● **Instructions for the task**: Copy, exactly and without additions, every line in the records below from the one holding "reads [[504, 46]]." through the one holding "reads [[47, 51]].", both ends included.

● **Information provided**:
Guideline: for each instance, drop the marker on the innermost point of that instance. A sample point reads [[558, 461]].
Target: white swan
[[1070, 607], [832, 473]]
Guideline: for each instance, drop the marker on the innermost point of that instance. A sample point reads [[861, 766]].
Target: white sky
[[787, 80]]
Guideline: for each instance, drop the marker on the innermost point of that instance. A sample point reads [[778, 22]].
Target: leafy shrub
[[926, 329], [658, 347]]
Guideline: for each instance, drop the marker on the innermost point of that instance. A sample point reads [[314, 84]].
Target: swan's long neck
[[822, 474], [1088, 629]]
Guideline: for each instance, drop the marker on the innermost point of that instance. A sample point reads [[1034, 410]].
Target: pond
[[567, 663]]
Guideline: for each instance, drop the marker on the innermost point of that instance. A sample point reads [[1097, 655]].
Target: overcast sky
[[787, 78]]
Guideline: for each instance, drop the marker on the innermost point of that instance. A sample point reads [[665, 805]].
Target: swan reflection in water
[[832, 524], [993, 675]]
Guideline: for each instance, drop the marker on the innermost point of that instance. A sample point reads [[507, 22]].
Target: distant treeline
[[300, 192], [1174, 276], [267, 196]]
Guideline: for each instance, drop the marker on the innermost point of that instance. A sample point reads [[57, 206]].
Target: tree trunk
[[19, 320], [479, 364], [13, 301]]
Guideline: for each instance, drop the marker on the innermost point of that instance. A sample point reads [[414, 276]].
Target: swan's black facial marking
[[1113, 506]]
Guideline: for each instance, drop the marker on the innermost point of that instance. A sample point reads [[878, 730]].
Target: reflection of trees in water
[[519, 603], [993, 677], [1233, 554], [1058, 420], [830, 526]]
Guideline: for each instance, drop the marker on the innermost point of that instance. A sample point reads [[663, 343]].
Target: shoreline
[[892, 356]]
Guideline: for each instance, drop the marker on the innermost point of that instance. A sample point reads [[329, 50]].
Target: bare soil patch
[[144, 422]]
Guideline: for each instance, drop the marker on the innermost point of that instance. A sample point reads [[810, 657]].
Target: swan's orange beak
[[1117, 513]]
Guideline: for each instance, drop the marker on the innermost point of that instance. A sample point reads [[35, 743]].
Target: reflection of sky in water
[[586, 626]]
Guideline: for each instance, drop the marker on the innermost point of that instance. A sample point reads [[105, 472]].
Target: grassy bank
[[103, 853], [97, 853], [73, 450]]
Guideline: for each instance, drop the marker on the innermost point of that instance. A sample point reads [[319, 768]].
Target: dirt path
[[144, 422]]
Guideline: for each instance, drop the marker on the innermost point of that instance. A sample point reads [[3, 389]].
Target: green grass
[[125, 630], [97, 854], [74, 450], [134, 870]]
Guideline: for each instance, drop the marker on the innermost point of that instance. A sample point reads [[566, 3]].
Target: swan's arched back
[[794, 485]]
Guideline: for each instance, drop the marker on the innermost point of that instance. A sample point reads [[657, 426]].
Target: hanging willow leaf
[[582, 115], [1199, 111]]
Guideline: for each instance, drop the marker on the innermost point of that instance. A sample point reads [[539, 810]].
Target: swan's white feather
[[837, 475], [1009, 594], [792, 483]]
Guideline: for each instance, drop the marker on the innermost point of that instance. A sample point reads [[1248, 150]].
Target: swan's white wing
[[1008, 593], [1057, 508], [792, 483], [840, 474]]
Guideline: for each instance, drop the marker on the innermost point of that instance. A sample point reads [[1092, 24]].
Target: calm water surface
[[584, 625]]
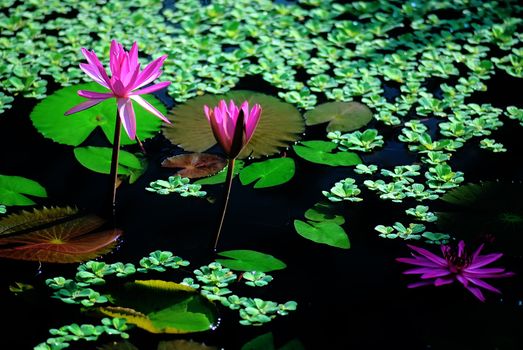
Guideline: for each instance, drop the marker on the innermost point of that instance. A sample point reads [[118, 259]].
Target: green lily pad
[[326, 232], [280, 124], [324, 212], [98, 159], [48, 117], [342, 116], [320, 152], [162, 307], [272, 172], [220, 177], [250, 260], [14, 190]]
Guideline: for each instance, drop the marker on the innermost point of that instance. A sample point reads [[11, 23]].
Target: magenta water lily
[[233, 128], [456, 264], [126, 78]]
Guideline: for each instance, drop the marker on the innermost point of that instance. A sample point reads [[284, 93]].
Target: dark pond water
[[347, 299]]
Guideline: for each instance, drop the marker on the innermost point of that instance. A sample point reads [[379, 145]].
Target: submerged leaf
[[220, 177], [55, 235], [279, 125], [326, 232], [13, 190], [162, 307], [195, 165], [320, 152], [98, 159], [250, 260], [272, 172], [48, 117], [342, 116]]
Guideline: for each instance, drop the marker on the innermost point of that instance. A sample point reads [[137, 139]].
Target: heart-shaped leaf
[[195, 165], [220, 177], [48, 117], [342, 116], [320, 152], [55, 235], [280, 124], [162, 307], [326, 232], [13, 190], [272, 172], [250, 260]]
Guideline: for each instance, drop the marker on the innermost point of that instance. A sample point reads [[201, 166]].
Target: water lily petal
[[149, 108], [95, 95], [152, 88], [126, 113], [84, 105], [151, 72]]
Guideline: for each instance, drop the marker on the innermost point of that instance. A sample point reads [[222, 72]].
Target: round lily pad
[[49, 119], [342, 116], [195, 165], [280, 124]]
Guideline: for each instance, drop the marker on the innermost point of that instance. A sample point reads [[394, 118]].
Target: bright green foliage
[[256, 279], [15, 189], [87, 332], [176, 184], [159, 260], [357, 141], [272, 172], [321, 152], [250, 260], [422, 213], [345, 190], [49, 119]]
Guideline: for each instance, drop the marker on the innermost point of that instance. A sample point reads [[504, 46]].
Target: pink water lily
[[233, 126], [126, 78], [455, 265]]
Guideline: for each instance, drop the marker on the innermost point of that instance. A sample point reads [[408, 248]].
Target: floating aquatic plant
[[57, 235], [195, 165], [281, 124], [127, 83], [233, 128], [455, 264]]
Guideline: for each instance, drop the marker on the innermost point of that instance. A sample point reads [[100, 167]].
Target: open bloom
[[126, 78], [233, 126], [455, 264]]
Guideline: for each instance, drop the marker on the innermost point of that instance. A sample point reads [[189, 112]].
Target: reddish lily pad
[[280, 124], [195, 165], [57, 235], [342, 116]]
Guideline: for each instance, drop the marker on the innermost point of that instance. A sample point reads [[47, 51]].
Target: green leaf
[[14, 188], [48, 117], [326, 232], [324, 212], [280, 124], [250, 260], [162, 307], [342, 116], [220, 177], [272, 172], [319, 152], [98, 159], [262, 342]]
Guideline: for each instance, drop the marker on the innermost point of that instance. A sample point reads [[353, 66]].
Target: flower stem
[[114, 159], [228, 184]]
==
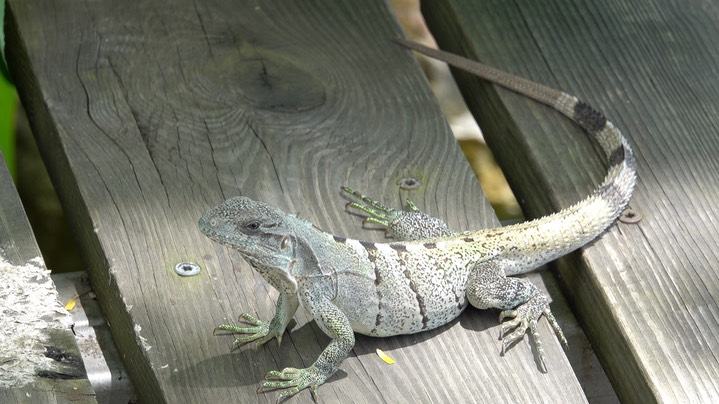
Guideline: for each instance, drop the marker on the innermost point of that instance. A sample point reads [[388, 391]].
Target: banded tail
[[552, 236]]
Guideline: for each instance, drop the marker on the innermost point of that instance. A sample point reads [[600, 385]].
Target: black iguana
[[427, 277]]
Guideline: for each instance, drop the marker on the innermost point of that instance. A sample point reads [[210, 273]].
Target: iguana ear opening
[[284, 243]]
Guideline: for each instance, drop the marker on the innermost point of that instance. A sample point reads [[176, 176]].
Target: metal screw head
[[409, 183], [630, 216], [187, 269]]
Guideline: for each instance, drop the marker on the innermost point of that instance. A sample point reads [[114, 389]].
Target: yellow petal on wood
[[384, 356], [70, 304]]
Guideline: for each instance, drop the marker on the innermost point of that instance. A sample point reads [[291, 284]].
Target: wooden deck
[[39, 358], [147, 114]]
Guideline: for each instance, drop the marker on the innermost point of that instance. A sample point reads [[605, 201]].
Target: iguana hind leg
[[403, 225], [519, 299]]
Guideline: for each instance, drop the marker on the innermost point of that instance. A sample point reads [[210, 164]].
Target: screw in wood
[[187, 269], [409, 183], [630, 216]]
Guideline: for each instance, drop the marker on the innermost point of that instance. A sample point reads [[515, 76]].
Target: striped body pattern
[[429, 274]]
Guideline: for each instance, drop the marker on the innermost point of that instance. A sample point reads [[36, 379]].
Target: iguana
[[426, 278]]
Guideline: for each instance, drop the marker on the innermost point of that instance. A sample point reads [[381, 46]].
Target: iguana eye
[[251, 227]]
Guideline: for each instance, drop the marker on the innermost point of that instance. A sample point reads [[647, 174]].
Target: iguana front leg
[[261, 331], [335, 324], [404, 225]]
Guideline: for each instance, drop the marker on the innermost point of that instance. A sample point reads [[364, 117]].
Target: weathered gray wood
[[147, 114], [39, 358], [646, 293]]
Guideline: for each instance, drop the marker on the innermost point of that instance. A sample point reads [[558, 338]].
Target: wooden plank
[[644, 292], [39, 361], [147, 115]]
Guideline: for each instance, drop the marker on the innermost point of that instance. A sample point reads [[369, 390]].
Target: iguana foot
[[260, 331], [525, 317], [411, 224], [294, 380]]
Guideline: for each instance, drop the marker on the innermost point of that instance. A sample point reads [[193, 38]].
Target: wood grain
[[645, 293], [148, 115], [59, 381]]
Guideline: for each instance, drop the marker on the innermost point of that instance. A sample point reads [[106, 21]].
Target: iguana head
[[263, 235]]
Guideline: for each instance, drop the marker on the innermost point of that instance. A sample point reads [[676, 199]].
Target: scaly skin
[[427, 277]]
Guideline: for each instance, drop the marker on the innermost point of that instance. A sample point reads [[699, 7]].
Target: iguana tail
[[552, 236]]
--
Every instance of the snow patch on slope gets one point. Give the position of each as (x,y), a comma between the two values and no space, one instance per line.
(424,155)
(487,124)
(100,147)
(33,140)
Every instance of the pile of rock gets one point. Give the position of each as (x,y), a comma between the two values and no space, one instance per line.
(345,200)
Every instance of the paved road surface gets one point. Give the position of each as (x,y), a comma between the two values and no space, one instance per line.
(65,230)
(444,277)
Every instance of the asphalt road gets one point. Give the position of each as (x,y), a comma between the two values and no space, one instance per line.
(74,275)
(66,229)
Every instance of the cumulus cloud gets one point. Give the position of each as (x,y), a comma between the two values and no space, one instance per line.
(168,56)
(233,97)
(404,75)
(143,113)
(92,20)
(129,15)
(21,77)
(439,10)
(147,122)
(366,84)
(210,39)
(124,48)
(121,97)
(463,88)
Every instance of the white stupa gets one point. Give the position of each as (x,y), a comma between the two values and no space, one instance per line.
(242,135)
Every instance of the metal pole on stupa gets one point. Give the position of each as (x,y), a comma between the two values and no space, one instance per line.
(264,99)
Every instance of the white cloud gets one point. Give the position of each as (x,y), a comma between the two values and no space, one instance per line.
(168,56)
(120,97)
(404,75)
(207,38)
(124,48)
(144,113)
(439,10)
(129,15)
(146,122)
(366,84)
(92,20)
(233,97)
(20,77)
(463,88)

● **Expected answer**:
Guideline: for each instance, drop the marker on the innermost point of that instance. A sample point reads [[504, 46]].
Target: pink water lily
[[233, 126], [126, 78], [455, 265]]
Guideline: for each instance, drop the marker on the innermost point of that instance. A sample point reads [[408, 248]].
Target: floating aquatic plant
[[57, 235], [195, 165], [281, 124], [127, 83], [233, 128], [455, 264]]
Guideline: for each instance, drop the marker on the innermost point of that instance. A sample point reads [[100, 167]].
Target: open bloom
[[126, 78], [233, 126], [455, 264]]
Guideline: for each instance, drop the marker on the innermost point of that instance. A sample point reads [[189, 112]].
Target: reddish lily pad
[[280, 124], [195, 165], [57, 235], [342, 116]]
Guideline: for each instance, drop the marker on the innermost point of that instance. A sample point reads [[47, 51]].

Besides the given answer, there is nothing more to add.